**Required work:**
Switch "set a marker" to "place a point" throughout the lines below and write them out again with nothing else changed. Leave the pictures out.

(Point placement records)
--- START ---

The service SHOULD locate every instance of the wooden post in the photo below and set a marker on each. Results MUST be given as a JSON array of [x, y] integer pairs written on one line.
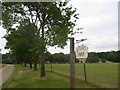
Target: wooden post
[[85, 73], [72, 64], [51, 67]]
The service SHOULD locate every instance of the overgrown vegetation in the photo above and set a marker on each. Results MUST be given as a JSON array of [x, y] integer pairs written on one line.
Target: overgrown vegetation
[[93, 57], [23, 77]]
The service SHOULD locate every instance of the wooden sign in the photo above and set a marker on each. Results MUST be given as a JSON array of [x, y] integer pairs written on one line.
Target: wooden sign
[[81, 52]]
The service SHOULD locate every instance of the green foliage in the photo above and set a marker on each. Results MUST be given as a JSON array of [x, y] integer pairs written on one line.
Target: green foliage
[[26, 78], [51, 19]]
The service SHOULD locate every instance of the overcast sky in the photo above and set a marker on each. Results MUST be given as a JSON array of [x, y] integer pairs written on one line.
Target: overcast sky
[[99, 20]]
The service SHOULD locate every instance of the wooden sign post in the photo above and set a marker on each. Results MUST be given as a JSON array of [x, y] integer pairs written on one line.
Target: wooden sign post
[[81, 55], [72, 64]]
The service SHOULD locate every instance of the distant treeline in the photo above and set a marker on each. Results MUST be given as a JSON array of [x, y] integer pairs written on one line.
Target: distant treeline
[[93, 57]]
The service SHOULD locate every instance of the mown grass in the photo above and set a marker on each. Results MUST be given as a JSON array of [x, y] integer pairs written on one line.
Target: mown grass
[[102, 74], [24, 77]]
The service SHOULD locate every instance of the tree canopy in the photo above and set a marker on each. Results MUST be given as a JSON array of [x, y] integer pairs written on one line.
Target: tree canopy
[[52, 23]]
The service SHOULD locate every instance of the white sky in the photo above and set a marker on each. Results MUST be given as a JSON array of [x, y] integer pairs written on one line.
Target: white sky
[[99, 20]]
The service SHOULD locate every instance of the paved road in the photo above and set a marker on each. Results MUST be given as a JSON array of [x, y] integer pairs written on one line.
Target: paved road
[[5, 73]]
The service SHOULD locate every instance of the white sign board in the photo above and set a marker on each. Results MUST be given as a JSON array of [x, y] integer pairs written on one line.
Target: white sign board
[[81, 52]]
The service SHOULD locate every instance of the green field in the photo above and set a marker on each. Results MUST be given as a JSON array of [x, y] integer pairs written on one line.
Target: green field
[[101, 74], [98, 75]]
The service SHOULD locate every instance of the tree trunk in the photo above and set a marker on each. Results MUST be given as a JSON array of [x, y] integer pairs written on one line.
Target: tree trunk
[[35, 65], [43, 52], [30, 64], [43, 64], [25, 64]]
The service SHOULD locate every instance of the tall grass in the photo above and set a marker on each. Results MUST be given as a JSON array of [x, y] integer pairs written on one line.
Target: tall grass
[[102, 74]]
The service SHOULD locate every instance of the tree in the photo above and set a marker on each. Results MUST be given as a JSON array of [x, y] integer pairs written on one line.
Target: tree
[[53, 21]]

--- END ---

**Answer to this task:**
The service SHOULD locate every instance of the wooden post in the photo below and place a point on each. Results MUST be given as a JSON array of [x, y] integer pairs written on one line.
Target: wooden post
[[85, 73], [72, 64], [51, 67]]
The service SHOULD locate every instance of the overgrown vegetation in the photo above and place a point on each. Results MUST be given as a JSON array of [x, y] integer pairs written on one line.
Target: overgrown vegetation
[[93, 57], [23, 77]]
The service SHOULD locate every instance of the wooden sign in the photo above and place a point on each. Results MUST be given as a JSON array of [x, y] integer pairs written on one line.
Target: wooden sign
[[81, 52]]
The service SHOULD locate every instance of the green foliage in the photo above and place a point on each. Results MUST be given as a JSON array of [x, y] integer pairs written on one line.
Target: green foliage
[[26, 78], [51, 19]]
The service SHOULD locate every instance of the overcast sky in the photo above and place a point on each. Results MUST be given as a JSON array of [x, y] integer pairs written on one line.
Target: overcast sky
[[99, 20]]
The service SHOULD locate every instance of the wooden sign post in the photo above and place a point on each. Results MUST be given as a JSON array of [x, y] integer pairs written on one line.
Target: wooden sign post
[[81, 55], [72, 64]]
The service SHOULD locate every instance of the distant treeline in the photo above and place a point on each. Results MUST be given as a JSON array of [x, y] integer pairs written on one line.
Target: distant treeline
[[93, 57]]
The service SHOULD locate every instance of the mown grass in the photo above and place a point on each. Results MUST be given as a JSON array of [x, y] integer pairs written on one line.
Target: mown grass
[[102, 74], [24, 77]]
The service SHOULD locate every instance of the tree canopy in the photo above and place a point on each. Results MUST be given as a JSON array of [x, y] integer pairs written on one line.
Target: tree canopy
[[52, 23]]
The service SHOULD locate every instance of the white sky in the photo above and place a point on each. Results MUST be given as a JSON array of [x, y] integer pairs written on one line.
Target: white sky
[[99, 20]]
The service SHOULD locate every instance of the paved road in the photo above and place a point on each. Results MUST be given as a JSON array of [x, y] integer pairs written on one line.
Target: paved road
[[5, 73]]
The service SHOULD locate every instance of the white sign board in the photo above and place a point on each. Results MUST be given as a JSON array of [x, y] integer pairs written on one line.
Target: white sign board
[[81, 52]]
The service SHOULD locate every instance of the green field in the photo above and place a point on each. Results MUST be given as a JSON array of [x, y] integer pairs written on one line.
Target: green field
[[101, 74], [98, 75]]
The service SHOULD locate every instance of the tree trunk in the photo above and place a point on each. Results MUST be given as a JSON array of [x, y] integer pairs written on one line.
Target: tree trunk
[[35, 65], [43, 52], [30, 64], [43, 64], [25, 64]]
The service SHOULD locate every instance of the tall grass in the photo above and place a point on each. Results MUST be given as a JSON array of [x, y] integer pairs written on one line.
Target: tall grass
[[102, 74]]
The service SHOULD locate every instance of the tree in the photo above and place a point on each. Results MUST be given as a JSON array of [x, y] integer pairs written on one line.
Target: tree
[[53, 21]]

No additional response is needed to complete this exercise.